▶ **Set of tasks**:
1: Rewrite the paragraph of the hypnagogic pop text below that begins "James Ferraro's latest stylistic twist" as a short bulleted list that keeps its main facts.
2: List every music release that the hypnagogic pop text below names by title.

▶ **Text**:
"""
Rather than the shoegazing synth-funk of chillwave, hypnagogic pop focused on the trashier, disposable areas of 80s background music. Its focus is mainstream pop only to the extent that pop idioms of the time trickled down into the music written for film, TV and video.

Earlier this year Amanda Brown, who runs Not Not Fun with Britt Brown, collaborated as LA Vampires with dance producer Ital on a 12-inch called Streetwise. Its title is a word which was used in the 80s and 90s to signify a distinctly urban brand of cool but now seems evocative of that time, even dated, and fittingly, the cover for the release resembles an underground hip hop record from the turn of the 90s. The music inside has a slightly less obvious 90s feel, if any, though a hip hop, new jack swing or neo soul swagger is often discernable in the beats. On the title track, a riff of bell-like tones is revealed to be a twinkly synth of the sort common around 1990, but pitched down an octave. But as with many lo-fi releases on the Not Not Fun, it’s too idiosyncratically inventive to be labeled as a revival of anything. Not Not Fun’s subsidiary dance label 100% Silk recently released a 12-inch by Octo Octa, which references 80s and 90s house much more clearly, though, and such references are common on London-based dance labels these days.

Photobucket
Amanda Brown

James Ferraro’s latest stylistic twist confirms that he has little direct interest in chart pop history. Ferraro first came to indie fans’ attention as a noise musician wandering into a peculiar and hardly relaxing lo-fi echo of new age music. Remaining resolutely lo-fi, he later explored dystopian sci-fi film soundtracks and trashy high school punk culture as seen in B-movies like Class of Nuke ‘Em High (1986), culminating in 2010’s ‘Night Dolls with Hairspray’. With the ‘Condo Pets’ EP (released this month) and ‘Far Side Virtual’ album (to be released this October), Ferraro heads straight for the digital age of the mid-90s and beyond. ‘Condo Pets’ and ‘Far Side Virtual’ pastiche a kind of music you never knew you knew existed: techno-capitalist stock promotional music for the era of the personal computer, with the lo-fi of Ferraro’s previous releases a distant memory.
"""
▶ **Raw data**:
"""
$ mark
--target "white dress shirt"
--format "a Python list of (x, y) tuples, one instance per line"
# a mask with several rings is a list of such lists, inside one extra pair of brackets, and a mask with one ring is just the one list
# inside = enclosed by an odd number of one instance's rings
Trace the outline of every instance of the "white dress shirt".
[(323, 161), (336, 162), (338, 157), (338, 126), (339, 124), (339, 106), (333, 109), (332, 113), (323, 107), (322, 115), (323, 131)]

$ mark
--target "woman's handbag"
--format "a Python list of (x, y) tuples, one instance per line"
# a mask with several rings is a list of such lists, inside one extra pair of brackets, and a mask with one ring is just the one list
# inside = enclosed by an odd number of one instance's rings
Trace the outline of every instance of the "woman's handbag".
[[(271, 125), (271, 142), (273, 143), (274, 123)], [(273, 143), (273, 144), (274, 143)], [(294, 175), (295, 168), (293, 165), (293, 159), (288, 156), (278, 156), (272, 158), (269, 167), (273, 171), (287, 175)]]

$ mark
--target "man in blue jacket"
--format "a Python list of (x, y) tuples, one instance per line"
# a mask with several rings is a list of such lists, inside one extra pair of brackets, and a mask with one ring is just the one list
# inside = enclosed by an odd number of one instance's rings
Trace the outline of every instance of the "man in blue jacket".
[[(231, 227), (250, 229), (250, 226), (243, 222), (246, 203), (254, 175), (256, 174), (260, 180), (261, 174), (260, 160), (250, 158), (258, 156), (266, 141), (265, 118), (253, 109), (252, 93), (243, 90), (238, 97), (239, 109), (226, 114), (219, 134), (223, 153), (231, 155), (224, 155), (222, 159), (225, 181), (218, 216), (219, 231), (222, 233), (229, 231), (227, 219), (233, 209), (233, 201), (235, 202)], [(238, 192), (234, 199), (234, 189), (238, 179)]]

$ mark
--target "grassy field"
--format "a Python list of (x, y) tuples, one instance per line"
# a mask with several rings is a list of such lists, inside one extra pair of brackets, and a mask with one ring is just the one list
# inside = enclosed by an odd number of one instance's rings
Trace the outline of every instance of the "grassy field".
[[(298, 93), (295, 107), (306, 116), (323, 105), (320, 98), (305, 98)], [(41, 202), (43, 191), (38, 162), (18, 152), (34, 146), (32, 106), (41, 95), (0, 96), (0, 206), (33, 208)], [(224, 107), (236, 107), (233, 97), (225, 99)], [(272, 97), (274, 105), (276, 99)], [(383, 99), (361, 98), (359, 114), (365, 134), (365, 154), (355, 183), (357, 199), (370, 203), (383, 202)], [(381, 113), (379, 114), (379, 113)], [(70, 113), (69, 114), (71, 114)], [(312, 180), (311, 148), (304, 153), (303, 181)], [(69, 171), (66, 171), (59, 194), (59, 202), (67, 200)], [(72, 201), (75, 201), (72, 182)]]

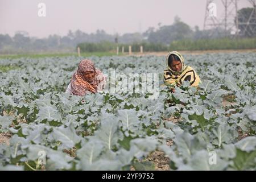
"""
▶ **Answers for the exercise**:
1:
- James Ferraro's latest stylistic turn shows he has little direct interest in chart pop history.
- He first reached indie fans as a noise musician making a strange, far from relaxing lo-fi echo of new age music.
- Still lo-fi, he then explored dystopian sci-fi film soundtracks and the trashy high school punk culture of B-movies like Class of Nuke 'Em High (1986). That phase culminated in 2010's 'Night Dolls with Hairspray'.
- The 'Condo Pets' EP (released this month) and the 'Far Side Virtual' album (due this October) move to the digital age of the mid-90s and beyond.
- Both pastiche techno-capitalist stock promotional music for the personal computer era and leave his earlier lo-fi sound far behind.

2:
- Streetwise
- Night Dolls with Hairspray
- Condo Pets
- Far Side Virtual